January 06, 2025
The right therapy can dramatically boost the self-healing capabilities of the human heart after heart failure, a new study has found – giving the vital organ regenerative powers even beyond those of a healthy heart.
It means we may be able to develop treatments that improve recovery rates for damaged hearts, according to the international team of researchers behind the study – though for now it's not clear exactly why this repair rate boost happens.
"The results suggest that there might be a hidden key to kickstart the heart's own repair mechanism," says molecular biologist Olaf Bergmann, from the Karolinska Institute in Sweden.
Recovery rates were monitored in 52 patients who had suffered heart failure, 28 of whom were treated using a left ventricular assist device (LVAD), a surgically implanted device that helps to pump blood around the body.
Advanced heart failure patients normally receive this implant for life or until they can get a heart transplant. Some patients' hearts improve so dramatically that LVAD removal becomes an option.
However, the mechanisms underlying LVAD-supported recovery are not clear, and it was previously unknown whether new heart muscle cells, known as cardiomyocytes, are generated during this process.
To track cardiomyocyte renewal, the team looked at the levels of radioactive carbon (14C) inside heart cells. Since nuclear testing was banned in 1963, the levels of 14C in the atmosphere are steadily falling over time, so its presence in cells gives a good idea of how old those cells are.
Mathematical models were then applied to calculate regeneration levels. In hearts damaged by heart failure, the regeneration rate of cardiomyocytes was found to be 18–50 times lower than in a typical healthy heart.
However, the researchers found that when a LVAD was implanted, the cells were able to regenerate with impressive speed – at least six times faster than in a healthy heart. This benefit was in addition to the improved heart function and structure that a LVAD brings.

▶ **EXERCISE TASKS**
**1)** From the heart-regeneration article, copy out the part that opens with the words containing "It means we" and closes with "rate boost happens.".
**2)** For each statement, say yes or no according to the heart-regeneration article, and quote the words that decide it. (a) Of the 52 heart failure patients monitored, 28 were treated with a left ventricular assist device. (b) The researchers know exactly why the repair rate boost happens. (c) In hearts damaged by heart failure, cardiomyocytes regenerate faster than in a typical healthy heart.

▶ **RECORDS SHOWN**
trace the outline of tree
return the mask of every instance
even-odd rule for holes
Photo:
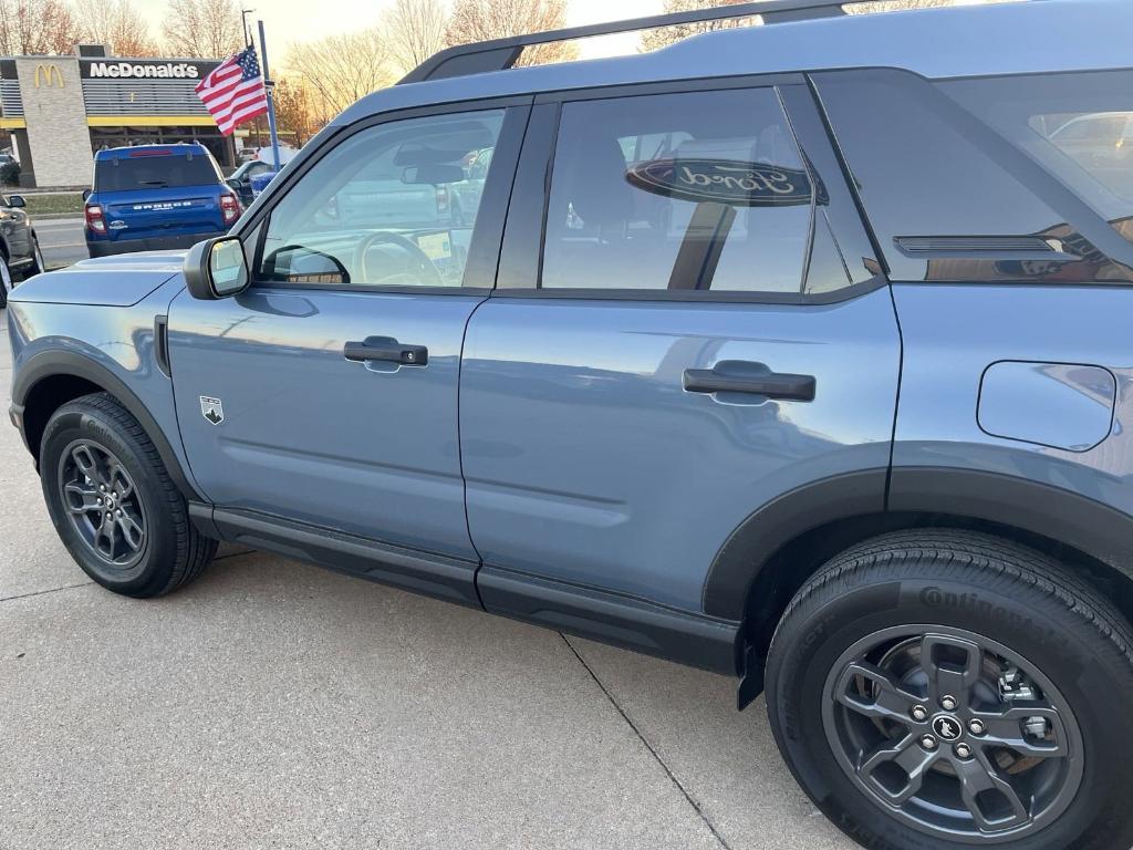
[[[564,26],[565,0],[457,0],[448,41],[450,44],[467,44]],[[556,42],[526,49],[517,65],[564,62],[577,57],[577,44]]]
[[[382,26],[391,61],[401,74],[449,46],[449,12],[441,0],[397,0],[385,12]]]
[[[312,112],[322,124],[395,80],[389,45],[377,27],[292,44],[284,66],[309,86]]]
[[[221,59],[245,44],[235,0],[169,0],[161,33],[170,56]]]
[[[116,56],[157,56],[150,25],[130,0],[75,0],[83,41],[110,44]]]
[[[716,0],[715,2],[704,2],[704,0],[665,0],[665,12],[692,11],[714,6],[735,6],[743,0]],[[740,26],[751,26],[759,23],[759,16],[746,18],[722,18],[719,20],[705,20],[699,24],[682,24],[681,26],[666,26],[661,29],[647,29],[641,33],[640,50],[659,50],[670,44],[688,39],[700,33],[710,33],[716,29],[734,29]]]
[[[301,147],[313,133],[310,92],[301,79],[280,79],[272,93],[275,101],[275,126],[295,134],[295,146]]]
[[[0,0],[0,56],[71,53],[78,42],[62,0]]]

...

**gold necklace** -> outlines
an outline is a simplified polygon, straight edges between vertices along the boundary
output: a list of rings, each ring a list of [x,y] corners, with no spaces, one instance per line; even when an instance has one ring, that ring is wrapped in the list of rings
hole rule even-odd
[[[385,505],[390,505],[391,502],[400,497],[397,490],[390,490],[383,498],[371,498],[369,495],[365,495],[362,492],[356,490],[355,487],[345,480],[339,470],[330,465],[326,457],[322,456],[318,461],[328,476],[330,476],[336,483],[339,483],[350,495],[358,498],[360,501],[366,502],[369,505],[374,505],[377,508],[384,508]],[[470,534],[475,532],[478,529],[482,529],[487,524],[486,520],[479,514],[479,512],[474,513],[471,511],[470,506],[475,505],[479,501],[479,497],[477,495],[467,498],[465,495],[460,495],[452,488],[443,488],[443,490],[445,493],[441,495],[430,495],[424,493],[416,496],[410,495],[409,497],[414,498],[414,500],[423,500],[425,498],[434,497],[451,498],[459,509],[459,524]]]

▶ **EXERCISE SOLUTIONS**
**1)**
It means we may be able to develop treatments that improve recovery rates for damaged hearts, according to the international team of researchers behind the study – though for now it's not clear exactly why this repair rate boost happens.

**2)**
(a) Yes: "Recovery rates were monitored in 52 patients who had suffered heart failure, 28 of whom were treated using a left ventricular assist device (LVAD)"
(b) No: "for now it's not clear exactly why this repair rate boost happens"
(c) No: "the regeneration rate of cardiomyocytes was found to be 18–50 times lower than in a typical healthy heart"